> [Directions]
The records that follow must be reproduced in full, exactly as written.

* Begin Records to process *

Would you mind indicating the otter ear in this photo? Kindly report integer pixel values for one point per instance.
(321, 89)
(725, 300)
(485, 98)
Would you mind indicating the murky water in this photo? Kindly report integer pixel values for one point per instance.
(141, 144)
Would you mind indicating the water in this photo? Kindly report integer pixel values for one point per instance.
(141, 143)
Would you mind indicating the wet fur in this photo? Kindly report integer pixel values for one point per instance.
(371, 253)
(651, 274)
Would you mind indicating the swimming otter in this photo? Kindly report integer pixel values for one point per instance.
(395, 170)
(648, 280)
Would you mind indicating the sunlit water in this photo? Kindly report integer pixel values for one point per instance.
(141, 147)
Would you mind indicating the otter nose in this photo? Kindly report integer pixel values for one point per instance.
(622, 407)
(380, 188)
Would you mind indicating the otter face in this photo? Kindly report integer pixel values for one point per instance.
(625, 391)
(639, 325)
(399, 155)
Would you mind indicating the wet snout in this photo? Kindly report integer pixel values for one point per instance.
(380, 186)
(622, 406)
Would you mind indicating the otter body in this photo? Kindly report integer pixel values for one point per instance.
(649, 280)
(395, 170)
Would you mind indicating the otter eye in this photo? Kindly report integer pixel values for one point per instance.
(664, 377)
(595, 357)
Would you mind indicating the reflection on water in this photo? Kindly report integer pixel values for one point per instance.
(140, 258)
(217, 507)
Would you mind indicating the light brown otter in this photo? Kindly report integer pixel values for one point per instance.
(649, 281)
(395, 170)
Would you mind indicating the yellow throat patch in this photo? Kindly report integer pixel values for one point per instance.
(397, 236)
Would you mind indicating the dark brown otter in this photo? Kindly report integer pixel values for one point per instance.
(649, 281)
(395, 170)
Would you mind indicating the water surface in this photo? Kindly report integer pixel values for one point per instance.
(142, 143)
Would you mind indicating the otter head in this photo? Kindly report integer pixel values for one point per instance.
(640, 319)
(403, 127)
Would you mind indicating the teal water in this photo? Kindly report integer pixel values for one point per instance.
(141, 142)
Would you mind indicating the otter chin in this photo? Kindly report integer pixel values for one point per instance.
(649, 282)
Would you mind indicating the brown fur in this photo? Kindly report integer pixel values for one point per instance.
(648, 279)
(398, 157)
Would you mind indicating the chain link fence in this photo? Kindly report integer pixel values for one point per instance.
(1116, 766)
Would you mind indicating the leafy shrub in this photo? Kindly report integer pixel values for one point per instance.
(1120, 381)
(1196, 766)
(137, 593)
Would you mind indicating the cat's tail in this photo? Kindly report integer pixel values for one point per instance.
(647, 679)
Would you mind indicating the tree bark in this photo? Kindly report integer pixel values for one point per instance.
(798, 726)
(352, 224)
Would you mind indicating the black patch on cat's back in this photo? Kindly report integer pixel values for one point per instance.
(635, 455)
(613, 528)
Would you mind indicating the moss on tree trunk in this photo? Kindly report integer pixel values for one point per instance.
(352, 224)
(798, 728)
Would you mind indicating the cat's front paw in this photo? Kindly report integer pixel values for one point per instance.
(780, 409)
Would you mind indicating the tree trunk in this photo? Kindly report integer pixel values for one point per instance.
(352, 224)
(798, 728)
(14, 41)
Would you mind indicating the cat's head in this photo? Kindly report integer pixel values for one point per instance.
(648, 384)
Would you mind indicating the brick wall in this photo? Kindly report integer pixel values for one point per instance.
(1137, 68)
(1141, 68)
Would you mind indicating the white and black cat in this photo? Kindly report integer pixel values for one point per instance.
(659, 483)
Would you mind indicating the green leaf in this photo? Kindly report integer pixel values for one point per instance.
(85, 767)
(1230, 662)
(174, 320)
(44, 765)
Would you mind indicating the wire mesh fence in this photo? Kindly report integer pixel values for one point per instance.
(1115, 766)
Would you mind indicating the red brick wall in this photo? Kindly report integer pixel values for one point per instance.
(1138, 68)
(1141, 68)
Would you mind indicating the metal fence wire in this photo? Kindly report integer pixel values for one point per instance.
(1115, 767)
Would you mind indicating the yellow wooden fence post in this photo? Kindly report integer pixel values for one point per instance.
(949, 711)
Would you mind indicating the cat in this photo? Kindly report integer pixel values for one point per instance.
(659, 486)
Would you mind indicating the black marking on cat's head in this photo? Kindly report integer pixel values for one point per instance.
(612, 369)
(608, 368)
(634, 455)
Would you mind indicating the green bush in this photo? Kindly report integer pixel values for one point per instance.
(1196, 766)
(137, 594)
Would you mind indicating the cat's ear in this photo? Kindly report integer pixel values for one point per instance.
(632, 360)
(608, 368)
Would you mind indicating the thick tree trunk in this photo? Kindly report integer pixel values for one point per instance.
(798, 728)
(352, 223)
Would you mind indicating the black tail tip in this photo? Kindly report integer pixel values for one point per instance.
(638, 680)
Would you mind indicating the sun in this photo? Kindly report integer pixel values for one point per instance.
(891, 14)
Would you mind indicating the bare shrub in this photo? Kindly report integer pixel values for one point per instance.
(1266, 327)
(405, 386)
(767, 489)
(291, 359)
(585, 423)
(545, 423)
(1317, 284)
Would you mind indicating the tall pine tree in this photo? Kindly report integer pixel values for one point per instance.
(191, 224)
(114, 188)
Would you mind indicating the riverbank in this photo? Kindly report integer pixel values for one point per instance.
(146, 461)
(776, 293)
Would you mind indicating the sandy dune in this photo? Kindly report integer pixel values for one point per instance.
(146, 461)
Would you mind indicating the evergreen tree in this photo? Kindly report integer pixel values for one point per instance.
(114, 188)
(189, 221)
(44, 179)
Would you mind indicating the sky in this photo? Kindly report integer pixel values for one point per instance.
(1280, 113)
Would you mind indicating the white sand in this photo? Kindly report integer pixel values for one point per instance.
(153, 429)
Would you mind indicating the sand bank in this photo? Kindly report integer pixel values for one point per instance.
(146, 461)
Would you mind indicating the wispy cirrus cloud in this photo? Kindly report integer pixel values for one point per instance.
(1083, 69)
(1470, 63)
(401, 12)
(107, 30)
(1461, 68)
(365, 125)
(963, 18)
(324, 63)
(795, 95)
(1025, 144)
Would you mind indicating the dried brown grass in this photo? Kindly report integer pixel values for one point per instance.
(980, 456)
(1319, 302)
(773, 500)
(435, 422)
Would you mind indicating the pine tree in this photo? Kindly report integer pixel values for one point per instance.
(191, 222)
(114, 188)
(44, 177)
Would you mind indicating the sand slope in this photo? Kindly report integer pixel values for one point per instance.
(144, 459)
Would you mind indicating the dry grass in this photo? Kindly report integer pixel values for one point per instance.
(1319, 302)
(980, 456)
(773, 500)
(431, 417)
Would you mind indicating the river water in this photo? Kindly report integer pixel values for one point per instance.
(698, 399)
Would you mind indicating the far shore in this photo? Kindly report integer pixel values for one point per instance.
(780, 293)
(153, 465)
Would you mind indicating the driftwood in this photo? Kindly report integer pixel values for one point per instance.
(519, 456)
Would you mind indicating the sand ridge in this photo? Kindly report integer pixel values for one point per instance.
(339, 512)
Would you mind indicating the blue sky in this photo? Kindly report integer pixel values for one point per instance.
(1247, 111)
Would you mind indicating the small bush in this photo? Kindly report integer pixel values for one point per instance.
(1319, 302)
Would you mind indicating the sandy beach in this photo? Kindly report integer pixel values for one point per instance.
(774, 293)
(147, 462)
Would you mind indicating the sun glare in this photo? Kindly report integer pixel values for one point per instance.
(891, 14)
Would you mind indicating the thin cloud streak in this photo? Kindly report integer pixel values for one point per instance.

* End Records to process *

> [Finished exercise]
Would you mind indicating the otter ear in this photo? Kindly report integer pixel values for one point per instance.
(321, 89)
(725, 300)
(485, 98)
Would you mind indicating the murky water in this photo? Kindly report integer pixel values for one point per instance.
(141, 144)
Would you mind indicating the water in this photo? Kindly report integer pixel values for one point per instance.
(141, 143)
Would you mind indicating the wet fur in this photo? Kindly report integer pixel values for one point per instance.
(371, 253)
(651, 274)
Would you mind indicating the swimming otter in this photo? Kindly report integer pixel values for one point per instance.
(395, 170)
(648, 280)
Would you mind indicating the sunlit water in this photo? Kindly report integer pixel values for one point per instance.
(141, 147)
Would you mind indicating the otter nose in this photo? Kindly report integer pixel values for one point per instance.
(622, 407)
(380, 188)
Would you mind indicating the otter face in this photo? Kindly report integer pixel values for one point per instance.
(625, 391)
(639, 325)
(399, 155)
Would you mind indicating the wet snout in this photo? Kindly report integer pixel values for one point per instance.
(380, 186)
(622, 406)
Would you mind indicating the otter body in this photo? Kindly report integer pixel values for one point per instance.
(649, 280)
(395, 170)
Would you mind indicating the otter eye in this photo? Kindly report integer pixel values for one point per instance.
(664, 377)
(595, 357)
Would you mind indicating the reflection on water in this photo? Kindly report integer pixel values for one point per instance.
(140, 258)
(217, 507)
Would you mind indicating the light brown otter in this photo? Kindly report integer pixel values for one point per instance.
(649, 281)
(395, 170)
Would you mind indicating the yellow throat patch in this photo? Kindly report integer pixel values for one point per instance.
(397, 236)
Would you mind indicating the dark brown otter in this photo? Kindly report integer pixel values for one point per instance.
(649, 281)
(395, 170)
Would you mind indicating the water surface in this photo? Kindly report integer pixel values for one point per instance.
(142, 143)
Would you mind indicating the otter head in this photo? Kindly report integer pixel values for one point per instance.
(640, 319)
(403, 127)
Would you mind indicating the teal water in this photo? Kindly report integer pixel values for one point per instance.
(141, 142)
Would you mind indicating the otter chin in this photo? Kindly report integer pixel values for one point per instance.
(649, 282)
Would you mind indicating the brown fur in this photo? Kindly report integer pixel values for one point per instance.
(648, 279)
(398, 157)
Would you mind indicating the chain link fence in this photo? Kindly report integer pixel values for one point per instance.
(1116, 766)
Would you mind indicating the leafy shrub in this photo? Kindly report integer pixel values for one point per instance.
(1120, 381)
(1196, 766)
(137, 593)
Would you mind indicating the cat's tail in this photo? Kindly report integer pixel values for one point per instance.
(647, 679)
Would you mind indicating the tree bark in this photo? Kindly report integer pixel values for one point per instance.
(798, 726)
(352, 224)
Would you mind indicating the black patch on cat's back in this photo? Kindly report integer pixel values for one point per instance.
(635, 455)
(613, 528)
Would you mind indicating the moss on tree trunk in this photo? Kindly report integer pixel values for one point per instance.
(352, 224)
(798, 728)
Would you mind indicating the cat's front paw in this photo? Kindly report integer pixel values for one point per instance.
(780, 409)
Would you mind indicating the tree trunk in this photo? Kindly report integer pixel values for one point per instance.
(352, 224)
(798, 728)
(14, 41)
Would you mind indicating the cat's head in this photo? Kindly report integer pixel values for one point per instance.
(648, 384)
Would you mind indicating the brick wall in this photo? Kindly report integer pixel values for one point per instance.
(1137, 68)
(1141, 68)
Would you mind indicating the white and black cat in this photo? Kindly report integer pixel values for one point per instance.
(659, 483)
Would you mind indicating the green leaf in this photo? Kindly report integer pixel values for one point per instance.
(85, 767)
(1230, 662)
(174, 320)
(44, 765)
Would you mind indicating the wire mesh fence in this photo? Kindly report integer pixel values for one point per instance.
(1115, 766)
Would you mind indicating the red brick wall in this photo? Kindly report integer pixel values for one point per instance.
(1138, 68)
(1141, 68)
Would you mind indicating the metal fence wire in this photo? Kindly report integer pixel values for one point per instance.
(1115, 767)
Would you mind indicating the yellow wooden fence post in this photo? Kindly report integer pixel values for one point per instance.
(949, 711)
Would you mind indicating the cat in this photo? Kindly report integer pixel values for one point per instance.
(659, 486)
Would you mind indicating the black marking on cat's head in this photo? Kindly report integer pixel values for one point per instance.
(612, 369)
(608, 368)
(634, 455)
Would you mind indicating the green bush in this photo? Kindly report integer pixel values for one point per instance.
(1196, 766)
(137, 594)
Would you mind indicating the cat's ear in this photo? Kindly report integer pixel values for one point per instance.
(632, 360)
(608, 368)
Would you mind indicating the thick tree trunk in this photo? Kindly report integer pixel values for one point per instance.
(798, 728)
(352, 223)
Would you mind indicating the black tail tip in this photo? Kindly report integer pixel values for one point per instance.
(638, 680)
Would you mind indicating the sun in this photo? Kindly report integer pixel values for one point per instance.
(891, 14)
Would you mind indicating the bare shrub in this photo? Kindly report integer pixel values for one point per instance.
(1266, 327)
(405, 386)
(767, 489)
(291, 359)
(585, 423)
(545, 423)
(1317, 284)
Would you mind indicating the tall pine tree in this photo? Kindly report integer pixel values for one point per instance.
(191, 224)
(114, 188)
Would you mind indicating the riverbank in this photo? Kindly report integer pixel values for one point per instance.
(146, 461)
(776, 293)
Would you mind indicating the sandy dune in this photo? Kindly report integer pixel values for one point per instance.
(146, 461)
Would you mind indicating the evergreen tree in this photo? Kindly report integer pixel values for one point per instance.
(114, 188)
(189, 221)
(44, 179)
Would you mind indicating the sky in this photo? Kindly report integer pixel values for one point per instance.
(1280, 113)
Would you mind indicating the white sand in this photo? Kindly report integer pixel values for one point per instance.
(153, 429)
Would you mind indicating the sand bank in this photo? Kindly report integer pixel values for one point per instance.
(146, 461)
Would you mind indicating the wispy cirrus cloud in this photo? Kindly report integer pixel values for one point per instance.
(1083, 69)
(1470, 63)
(401, 12)
(107, 30)
(1461, 68)
(365, 125)
(963, 18)
(324, 63)
(795, 95)
(1025, 144)
Would you mind indicating the dried brown grass in this photo? Kindly report integer pixel values for one point per instance.
(980, 456)
(1319, 302)
(773, 500)
(435, 422)
Would you mind indicating the pine tree in this photo? Kindly report integer pixel values for one point per instance.
(191, 222)
(114, 188)
(44, 177)
Would you mind indicating the sand slope in this photo? Kindly report integer pixel values for one point per instance.
(144, 459)
Would you mind indicating the dry grass in this photo? Kindly report integer pixel values for one point per instance.
(1319, 302)
(980, 456)
(773, 500)
(431, 417)
Would you mind indicating the river water in this photo? Kindly report integer pixel values for one point per instance.
(698, 399)
Would you mind indicating the far shore in this photo? Kindly report integer pixel values for one point per instance.
(780, 293)
(153, 465)
Would you mind indicating the driftwood in this photo? Kindly report integer pixel values for one point per instance.
(519, 456)
Would you mind indicating the sand ridge in this photo? Kindly report integer pixel values for one point per instance.
(339, 512)
Would you mind indicating the blue sky in this photo? Kindly report integer pixel values for one point per instance.
(1247, 111)
Would you mind indicating the small bush in this photo? Kindly report integer pixel values for one point per instance.
(1319, 302)
Would you mind indicating the sandy beach in this photo? Kindly report integer pixel values for one point per instance.
(774, 293)
(147, 462)
Would you mind indicating the sun glare in this photo? Kindly report integer pixel values for one point per instance.
(891, 14)
Would you mind indicating the thin cloud streak in this photo? Kindly report integer pixel values for one point per instance.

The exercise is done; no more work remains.